■ Source ■

* * * *

Although the private weeklies have tried to keep abreast of the sign of economic distress, they have since been out-sprinted by commodity price increases and have consequently failed to fully update their audiences on time. Nevertheless, The Financial Gazette revealed that the price of bread was set to rise to between $3,300 and $3,600 per loaf in response to a hike in the price of flour from $2,4 million to $4,1 million a tonne. The paper quoted industry players as having attributed the hike in the price of flour to the shortage of wheat and the depreciation of the Zimbabwean dollar against major currencies. The bakers warned that if the situation persisted, bread would cost more than $4,000 a loaf by December.

But The Herald (7/6) misled its readers by claiming that bread had fallen from $2,900 to between $2,800 and $2,500 a loaf - on the very same day that some retailers started selling a loaf at above $3,000.

* * * *

■ Material provided ■
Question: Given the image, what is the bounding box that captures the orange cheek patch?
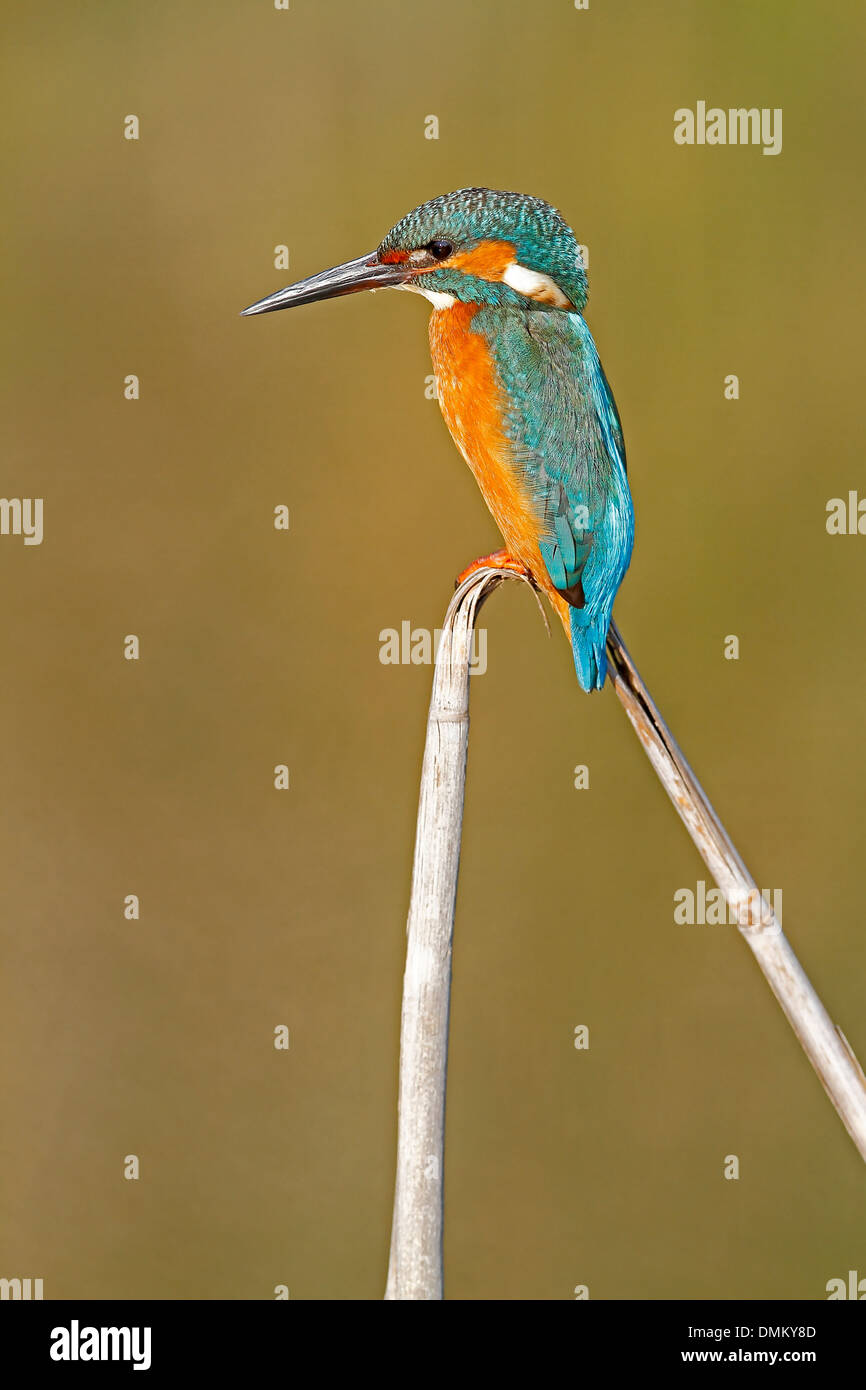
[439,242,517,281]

* * * *

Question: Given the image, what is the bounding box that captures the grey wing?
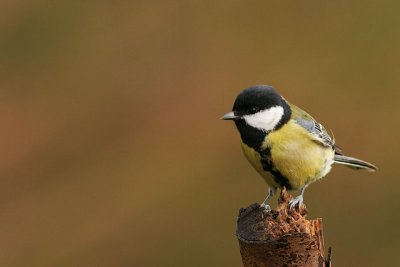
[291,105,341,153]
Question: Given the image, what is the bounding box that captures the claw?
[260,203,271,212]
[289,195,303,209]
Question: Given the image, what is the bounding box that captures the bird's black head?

* * * *

■ What is asked ■
• 1. In the passage on bread prices, what did industry players blame for the rise in the price of flour?
• 2. Retype everything in the passage on bread prices from "Although the private" down to "loaf by December.".
The entries are separate from the passage on bread prices.

■ Solution list ■
• 1. They blamed a shortage of wheat and the depreciation of the Zimbabwean dollar against major currencies.

• 2.
Although the private weeklies have tried to keep abreast of the sign of economic distress, they have since been out-sprinted by commodity price increases and have consequently failed to fully update their audiences on time. Nevertheless, The Financial Gazette revealed that the price of bread was set to rise to between $3,300 and $3,600 per loaf in response to a hike in the price of flour from $2,4 million to $4,1 million a tonne. The paper quoted industry players as having attributed the hike in the price of flour to the shortage of wheat and the depreciation of the Zimbabwean dollar against major currencies. The bakers warned that if the situation persisted, bread would cost more than $4,000 a loaf by December.